▸ Records to process:

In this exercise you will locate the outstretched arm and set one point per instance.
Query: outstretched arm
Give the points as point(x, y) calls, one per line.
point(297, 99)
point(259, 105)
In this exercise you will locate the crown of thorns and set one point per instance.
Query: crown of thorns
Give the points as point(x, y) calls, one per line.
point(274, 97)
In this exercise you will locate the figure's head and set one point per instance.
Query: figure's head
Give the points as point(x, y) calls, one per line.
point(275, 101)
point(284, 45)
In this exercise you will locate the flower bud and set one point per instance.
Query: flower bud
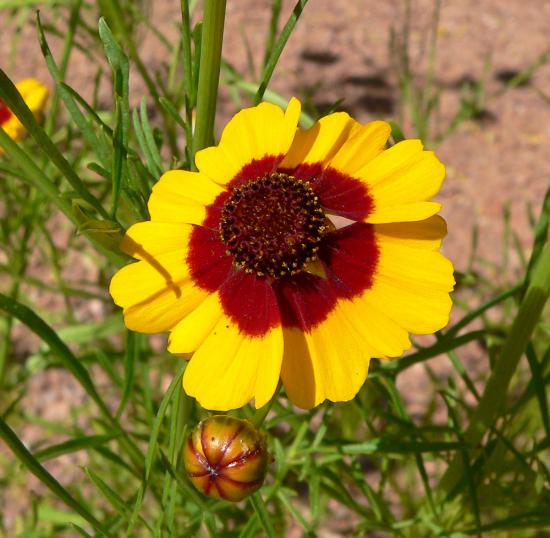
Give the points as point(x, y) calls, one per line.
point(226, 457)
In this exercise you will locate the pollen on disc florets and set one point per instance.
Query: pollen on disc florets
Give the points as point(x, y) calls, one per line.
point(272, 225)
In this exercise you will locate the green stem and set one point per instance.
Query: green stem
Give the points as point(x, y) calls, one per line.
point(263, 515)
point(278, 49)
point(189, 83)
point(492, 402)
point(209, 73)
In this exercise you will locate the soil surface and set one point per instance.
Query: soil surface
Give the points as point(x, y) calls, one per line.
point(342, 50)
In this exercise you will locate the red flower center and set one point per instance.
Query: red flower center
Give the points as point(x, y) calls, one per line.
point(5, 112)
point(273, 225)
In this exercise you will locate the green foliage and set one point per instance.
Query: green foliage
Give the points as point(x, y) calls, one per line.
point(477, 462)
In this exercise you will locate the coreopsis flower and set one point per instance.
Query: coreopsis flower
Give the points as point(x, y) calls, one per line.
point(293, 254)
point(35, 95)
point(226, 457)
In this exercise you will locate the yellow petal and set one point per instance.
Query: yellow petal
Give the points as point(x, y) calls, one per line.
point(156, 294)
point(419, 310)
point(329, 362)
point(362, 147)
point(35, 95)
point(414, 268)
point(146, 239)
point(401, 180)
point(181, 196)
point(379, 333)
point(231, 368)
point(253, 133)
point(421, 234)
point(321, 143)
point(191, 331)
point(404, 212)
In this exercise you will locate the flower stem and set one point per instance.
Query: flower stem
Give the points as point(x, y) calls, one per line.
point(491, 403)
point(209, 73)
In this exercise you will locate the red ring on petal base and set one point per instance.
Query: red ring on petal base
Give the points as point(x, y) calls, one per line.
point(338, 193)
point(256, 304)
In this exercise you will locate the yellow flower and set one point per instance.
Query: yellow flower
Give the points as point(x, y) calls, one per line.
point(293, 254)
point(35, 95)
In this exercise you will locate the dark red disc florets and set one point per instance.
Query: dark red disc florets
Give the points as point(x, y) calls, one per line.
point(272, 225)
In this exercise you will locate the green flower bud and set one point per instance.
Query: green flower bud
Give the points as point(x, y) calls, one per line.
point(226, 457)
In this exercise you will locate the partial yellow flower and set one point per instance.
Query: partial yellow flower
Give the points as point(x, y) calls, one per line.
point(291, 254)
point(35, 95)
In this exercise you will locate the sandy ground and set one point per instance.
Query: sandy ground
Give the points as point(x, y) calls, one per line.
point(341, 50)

▸ Required task:
Please express the lines above as a JSON list of strings, one string per line, with blank lines omitted and the picture left out.

▸ Task response:
[
  "In this exercise you will locate the outstretched arm and set one point per instance.",
  "Query: outstretched arm",
  "Give the points as point(x, y) calls, one per line.",
  "point(297, 99)",
  "point(259, 105)",
  "In this exercise you will locate the crown of thorns and set one point per instance.",
  "Query: crown of thorns",
  "Give the points as point(x, y) calls, one per line.",
  "point(274, 97)",
  "In this exercise you will locate the figure's head and set one point per instance.",
  "Query: figure's head",
  "Give the points as point(x, y) calls, one per line.",
  "point(275, 101)",
  "point(284, 45)",
  "In this exercise you will locate the flower bud and set one point per instance.",
  "Query: flower bud",
  "Give the points as point(x, y) calls, one per line.",
  "point(226, 457)",
  "In this exercise you will locate the pollen on disc florets and set one point per instance.",
  "Query: pollen on disc florets",
  "Give the points as point(x, y) calls, one per line.",
  "point(272, 225)",
  "In this exercise you will locate the green stem and set one point per instance.",
  "Query: green stem",
  "Give the points as point(x, y) calls, one per line.",
  "point(263, 515)",
  "point(278, 49)",
  "point(189, 83)",
  "point(492, 402)",
  "point(209, 73)",
  "In this exercise you will locate the soil surface and set one point per instance.",
  "Query: soil surface",
  "Give the points as point(x, y) calls, one per line.",
  "point(342, 50)",
  "In this exercise you will locate the red flower center and set one point per instance.",
  "Query: red flower center",
  "Give the points as point(x, y) calls, one per line.",
  "point(5, 112)",
  "point(273, 225)",
  "In this exercise you will locate the green foliage and set one point per instance.",
  "Query: green foliage",
  "Give the points as point(x, y) calls, one per line.",
  "point(477, 462)",
  "In this exercise you will locate the coreopsis flower and set one point per instance.",
  "Query: coreopsis flower",
  "Give the points as point(x, y) calls, one per line.",
  "point(293, 254)",
  "point(35, 95)",
  "point(226, 457)",
  "In this exercise you will locate the yellow petal and set one point per instance.",
  "Query: yellow petal",
  "Give the points as point(x, y) calls, one per line.",
  "point(156, 294)",
  "point(419, 310)",
  "point(329, 362)",
  "point(362, 147)",
  "point(35, 95)",
  "point(414, 268)",
  "point(146, 239)",
  "point(401, 180)",
  "point(181, 196)",
  "point(379, 333)",
  "point(231, 368)",
  "point(253, 133)",
  "point(421, 234)",
  "point(321, 143)",
  "point(191, 331)",
  "point(404, 212)",
  "In this exercise you will locate the flower stem and set one point per instance.",
  "Query: flower stem",
  "Give the points as point(x, y) calls, one per line.",
  "point(491, 403)",
  "point(209, 73)",
  "In this exercise you will locate the red ring on petal base and set one point per instance.",
  "Query: red ring on petal base",
  "Give the points as point(x, y) calls, one per line.",
  "point(338, 193)",
  "point(256, 304)",
  "In this exercise you will locate the yellow flower and set one point per instance.",
  "Query: yellow flower",
  "Give the points as point(x, y) calls, one per line.",
  "point(293, 254)",
  "point(35, 95)",
  "In this exercise you will locate the dark red disc florets and set one point per instance.",
  "Query: dark red disc florets",
  "Give the points as point(x, y) calls, one per line.",
  "point(272, 225)",
  "In this exercise you will locate the green flower bud and set one point per instance.",
  "Query: green flower bud",
  "Give the points as point(x, y) calls, one per line.",
  "point(226, 457)",
  "In this exercise you will locate the partial yellow flower and set one point per instance.",
  "Query: partial yellow flower",
  "Give the points as point(x, y) calls, one per line.",
  "point(291, 254)",
  "point(35, 95)",
  "In this exercise you will locate the sandy ground and set one point per instance.",
  "Query: sandy ground",
  "Give the points as point(x, y) calls, one per line.",
  "point(341, 50)"
]